• [TASK OBJECTIVE]: Report every line of the rows below that contains the string "shirt", matching case exactly.

• [INFORMATION SUPPLIED]:

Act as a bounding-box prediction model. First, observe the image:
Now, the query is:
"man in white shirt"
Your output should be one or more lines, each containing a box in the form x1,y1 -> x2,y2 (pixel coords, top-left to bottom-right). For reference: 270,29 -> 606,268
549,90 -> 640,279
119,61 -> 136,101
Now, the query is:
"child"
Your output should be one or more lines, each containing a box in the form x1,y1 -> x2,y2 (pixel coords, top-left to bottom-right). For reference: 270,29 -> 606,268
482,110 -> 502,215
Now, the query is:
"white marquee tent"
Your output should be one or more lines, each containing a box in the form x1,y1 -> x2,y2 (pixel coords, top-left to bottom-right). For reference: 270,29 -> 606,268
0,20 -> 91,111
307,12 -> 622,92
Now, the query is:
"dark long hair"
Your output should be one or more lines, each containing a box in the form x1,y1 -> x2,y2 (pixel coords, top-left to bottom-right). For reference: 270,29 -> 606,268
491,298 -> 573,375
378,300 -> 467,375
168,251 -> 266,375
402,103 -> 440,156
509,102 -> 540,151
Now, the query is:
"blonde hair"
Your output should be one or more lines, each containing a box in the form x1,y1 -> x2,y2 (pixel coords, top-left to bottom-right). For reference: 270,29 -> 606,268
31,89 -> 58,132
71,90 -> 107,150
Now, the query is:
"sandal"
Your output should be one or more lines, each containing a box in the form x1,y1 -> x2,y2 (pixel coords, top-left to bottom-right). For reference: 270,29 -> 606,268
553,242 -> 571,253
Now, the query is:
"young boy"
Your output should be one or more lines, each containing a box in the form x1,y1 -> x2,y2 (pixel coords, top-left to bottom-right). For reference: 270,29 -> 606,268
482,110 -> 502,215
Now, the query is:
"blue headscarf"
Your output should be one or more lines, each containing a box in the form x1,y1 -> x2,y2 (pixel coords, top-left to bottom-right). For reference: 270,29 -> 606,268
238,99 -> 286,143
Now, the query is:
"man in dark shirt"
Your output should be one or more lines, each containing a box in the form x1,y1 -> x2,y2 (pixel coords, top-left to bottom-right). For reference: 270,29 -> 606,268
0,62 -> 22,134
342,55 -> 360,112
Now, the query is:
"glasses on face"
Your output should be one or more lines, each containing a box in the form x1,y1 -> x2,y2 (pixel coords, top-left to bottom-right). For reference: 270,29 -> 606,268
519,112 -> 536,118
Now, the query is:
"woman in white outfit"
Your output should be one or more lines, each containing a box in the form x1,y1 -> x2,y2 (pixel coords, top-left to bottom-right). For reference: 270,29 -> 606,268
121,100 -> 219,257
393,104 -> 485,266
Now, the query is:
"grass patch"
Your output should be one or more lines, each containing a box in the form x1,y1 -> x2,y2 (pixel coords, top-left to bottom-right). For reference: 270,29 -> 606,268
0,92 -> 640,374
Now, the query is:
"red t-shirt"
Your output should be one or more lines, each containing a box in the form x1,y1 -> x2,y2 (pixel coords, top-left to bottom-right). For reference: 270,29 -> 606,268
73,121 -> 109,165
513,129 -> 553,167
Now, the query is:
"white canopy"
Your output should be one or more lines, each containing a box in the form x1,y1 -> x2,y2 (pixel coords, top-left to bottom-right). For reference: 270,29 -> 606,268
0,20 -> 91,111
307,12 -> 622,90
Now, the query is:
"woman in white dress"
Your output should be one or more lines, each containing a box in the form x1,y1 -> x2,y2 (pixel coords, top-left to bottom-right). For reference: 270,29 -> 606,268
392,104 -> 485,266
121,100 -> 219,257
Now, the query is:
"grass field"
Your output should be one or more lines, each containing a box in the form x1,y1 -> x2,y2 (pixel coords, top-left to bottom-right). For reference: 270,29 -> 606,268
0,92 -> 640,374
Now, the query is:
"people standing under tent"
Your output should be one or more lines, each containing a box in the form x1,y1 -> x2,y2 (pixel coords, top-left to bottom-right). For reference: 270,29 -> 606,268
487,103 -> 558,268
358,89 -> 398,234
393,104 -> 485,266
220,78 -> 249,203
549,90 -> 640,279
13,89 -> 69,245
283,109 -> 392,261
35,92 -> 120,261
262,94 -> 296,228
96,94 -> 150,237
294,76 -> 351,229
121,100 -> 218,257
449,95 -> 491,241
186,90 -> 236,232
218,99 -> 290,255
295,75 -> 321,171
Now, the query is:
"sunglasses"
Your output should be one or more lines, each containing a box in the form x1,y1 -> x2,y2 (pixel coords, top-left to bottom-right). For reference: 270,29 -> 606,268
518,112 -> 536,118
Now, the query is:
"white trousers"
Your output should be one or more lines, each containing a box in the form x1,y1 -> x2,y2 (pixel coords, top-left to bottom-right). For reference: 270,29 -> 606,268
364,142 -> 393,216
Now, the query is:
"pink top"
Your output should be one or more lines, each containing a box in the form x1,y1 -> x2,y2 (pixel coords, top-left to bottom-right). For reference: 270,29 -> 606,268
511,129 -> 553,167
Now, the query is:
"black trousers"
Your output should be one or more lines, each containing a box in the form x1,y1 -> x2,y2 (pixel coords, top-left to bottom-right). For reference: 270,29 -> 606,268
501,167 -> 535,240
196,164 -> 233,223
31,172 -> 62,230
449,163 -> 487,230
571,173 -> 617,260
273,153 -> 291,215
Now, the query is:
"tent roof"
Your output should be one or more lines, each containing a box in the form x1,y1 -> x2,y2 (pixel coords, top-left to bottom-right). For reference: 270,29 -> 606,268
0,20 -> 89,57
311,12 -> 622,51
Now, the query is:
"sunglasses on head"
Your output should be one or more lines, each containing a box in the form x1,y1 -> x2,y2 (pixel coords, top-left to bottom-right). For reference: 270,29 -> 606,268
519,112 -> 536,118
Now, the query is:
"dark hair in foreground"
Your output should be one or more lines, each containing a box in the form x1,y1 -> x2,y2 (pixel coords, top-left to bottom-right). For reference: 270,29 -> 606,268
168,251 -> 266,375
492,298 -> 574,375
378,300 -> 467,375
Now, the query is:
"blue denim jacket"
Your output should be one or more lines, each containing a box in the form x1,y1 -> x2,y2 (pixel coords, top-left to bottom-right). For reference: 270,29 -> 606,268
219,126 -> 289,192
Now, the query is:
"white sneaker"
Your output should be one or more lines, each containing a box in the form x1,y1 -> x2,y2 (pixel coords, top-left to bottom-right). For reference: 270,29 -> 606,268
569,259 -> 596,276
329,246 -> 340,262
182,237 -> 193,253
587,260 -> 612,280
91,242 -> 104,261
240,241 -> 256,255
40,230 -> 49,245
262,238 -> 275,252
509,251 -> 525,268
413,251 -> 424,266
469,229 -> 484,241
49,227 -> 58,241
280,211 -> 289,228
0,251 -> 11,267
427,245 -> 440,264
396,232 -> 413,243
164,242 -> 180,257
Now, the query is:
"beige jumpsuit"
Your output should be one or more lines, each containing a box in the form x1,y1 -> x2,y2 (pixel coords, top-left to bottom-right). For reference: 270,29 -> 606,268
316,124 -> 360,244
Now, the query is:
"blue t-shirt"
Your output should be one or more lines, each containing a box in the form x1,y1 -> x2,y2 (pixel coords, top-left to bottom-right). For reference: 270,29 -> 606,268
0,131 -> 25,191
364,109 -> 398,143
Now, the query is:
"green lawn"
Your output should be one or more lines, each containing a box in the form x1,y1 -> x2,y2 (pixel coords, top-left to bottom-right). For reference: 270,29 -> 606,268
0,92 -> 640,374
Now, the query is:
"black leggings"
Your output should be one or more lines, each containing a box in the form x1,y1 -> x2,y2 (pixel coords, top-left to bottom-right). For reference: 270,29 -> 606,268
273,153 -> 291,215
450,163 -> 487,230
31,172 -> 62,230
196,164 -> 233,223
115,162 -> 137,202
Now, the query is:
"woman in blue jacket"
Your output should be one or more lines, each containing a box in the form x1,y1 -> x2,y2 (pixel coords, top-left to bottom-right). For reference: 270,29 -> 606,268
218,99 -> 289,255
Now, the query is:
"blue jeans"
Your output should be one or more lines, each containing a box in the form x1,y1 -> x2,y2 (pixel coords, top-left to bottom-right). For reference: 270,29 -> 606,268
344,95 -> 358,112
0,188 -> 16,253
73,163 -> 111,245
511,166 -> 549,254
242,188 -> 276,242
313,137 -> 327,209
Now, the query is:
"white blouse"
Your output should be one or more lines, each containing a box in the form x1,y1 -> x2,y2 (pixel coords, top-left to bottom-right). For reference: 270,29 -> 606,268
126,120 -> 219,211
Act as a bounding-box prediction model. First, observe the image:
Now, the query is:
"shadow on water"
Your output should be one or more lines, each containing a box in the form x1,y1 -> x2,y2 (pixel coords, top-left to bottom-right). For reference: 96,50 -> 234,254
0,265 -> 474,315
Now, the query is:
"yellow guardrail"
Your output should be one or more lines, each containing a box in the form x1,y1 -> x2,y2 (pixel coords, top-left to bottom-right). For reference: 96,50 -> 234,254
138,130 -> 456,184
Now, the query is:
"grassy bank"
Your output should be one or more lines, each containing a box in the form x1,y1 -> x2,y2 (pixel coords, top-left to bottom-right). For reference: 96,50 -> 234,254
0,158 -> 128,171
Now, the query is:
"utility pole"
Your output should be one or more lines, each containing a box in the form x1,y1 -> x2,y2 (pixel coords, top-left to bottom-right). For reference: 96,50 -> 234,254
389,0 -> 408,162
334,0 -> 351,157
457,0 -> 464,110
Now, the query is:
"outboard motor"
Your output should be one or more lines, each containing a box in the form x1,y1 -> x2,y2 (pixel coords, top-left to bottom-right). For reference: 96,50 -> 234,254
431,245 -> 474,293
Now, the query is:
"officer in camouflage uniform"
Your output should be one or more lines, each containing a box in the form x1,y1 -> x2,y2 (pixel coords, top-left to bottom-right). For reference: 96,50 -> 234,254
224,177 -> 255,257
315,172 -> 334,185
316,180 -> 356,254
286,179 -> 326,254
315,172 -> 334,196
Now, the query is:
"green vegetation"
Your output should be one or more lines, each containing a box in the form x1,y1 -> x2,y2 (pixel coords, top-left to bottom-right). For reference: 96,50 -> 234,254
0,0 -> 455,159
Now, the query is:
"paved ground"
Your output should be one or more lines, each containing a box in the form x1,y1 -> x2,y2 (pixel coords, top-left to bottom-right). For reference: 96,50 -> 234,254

• [TASK SOLUTION]:
"man in white shirt"
"man in dark shirt"
"red t-shirt"
"blue t-shirt"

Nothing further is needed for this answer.